_Task description_
Restate the records that follow word for word; no pictures should appear.

---- Data supplied

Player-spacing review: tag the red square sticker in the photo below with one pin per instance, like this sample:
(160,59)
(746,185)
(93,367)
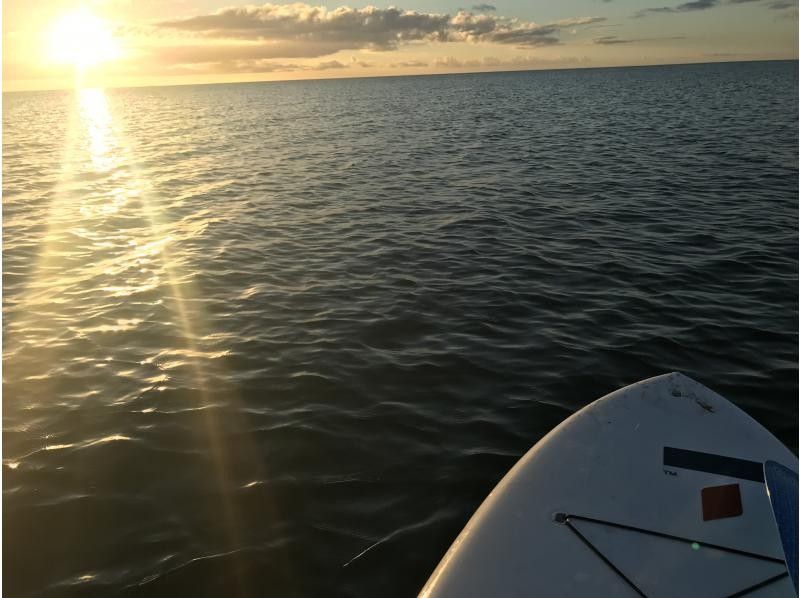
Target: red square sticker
(720,502)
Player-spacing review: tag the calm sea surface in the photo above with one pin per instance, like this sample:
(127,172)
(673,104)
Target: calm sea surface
(282,339)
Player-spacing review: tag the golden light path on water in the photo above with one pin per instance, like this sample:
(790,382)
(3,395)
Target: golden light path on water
(122,262)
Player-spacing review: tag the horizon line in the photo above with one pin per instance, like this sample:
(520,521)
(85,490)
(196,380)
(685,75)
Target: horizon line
(398,76)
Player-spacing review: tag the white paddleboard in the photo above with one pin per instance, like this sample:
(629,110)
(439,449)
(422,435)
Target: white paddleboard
(654,490)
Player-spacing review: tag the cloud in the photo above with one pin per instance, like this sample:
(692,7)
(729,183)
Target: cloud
(518,62)
(694,5)
(611,40)
(370,27)
(409,64)
(301,30)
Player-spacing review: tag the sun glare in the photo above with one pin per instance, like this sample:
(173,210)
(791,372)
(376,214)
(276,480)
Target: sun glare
(82,40)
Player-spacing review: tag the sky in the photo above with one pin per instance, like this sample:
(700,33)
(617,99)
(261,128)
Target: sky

--------

_Exercise solution_
Player-spacing review: tag the red square sticker in the photo below with one pin per instance, like this sample:
(160,59)
(746,185)
(93,367)
Target: red square sticker
(720,502)
Player-spacing review: tag the calm sea surface in the photo above with one pin per instance, like this sample:
(127,172)
(673,104)
Target: calm sea surface
(282,339)
Player-spacing review: tag the golden light path on water in the photo above with one pin per instance, like this sample:
(790,382)
(3,395)
Target: golden light path on water
(122,262)
Player-spacing review: tag the horizon line in the photo above with one pin per instance, like this sample:
(520,521)
(85,490)
(196,380)
(685,75)
Target: horizon line
(398,76)
Player-spacing review: tag the white paddleboard in the photo above with one pin per instance, like this sample:
(629,110)
(439,449)
(422,435)
Target: white paddleboard
(654,490)
Player-spacing review: tag the cloud in the photo above with one pin per instance, like this sample:
(692,7)
(729,183)
Target: cloud
(518,62)
(694,5)
(611,40)
(370,27)
(409,64)
(301,30)
Player-spacing review: tag the sun glare in the photo above with one pin per instance, like this sample:
(173,210)
(791,372)
(376,214)
(276,480)
Target: sun glare
(82,40)
Player-spacing review: tag the sky in the photo above with one pin per instance, like this sample:
(700,33)
(617,99)
(261,128)
Target: sky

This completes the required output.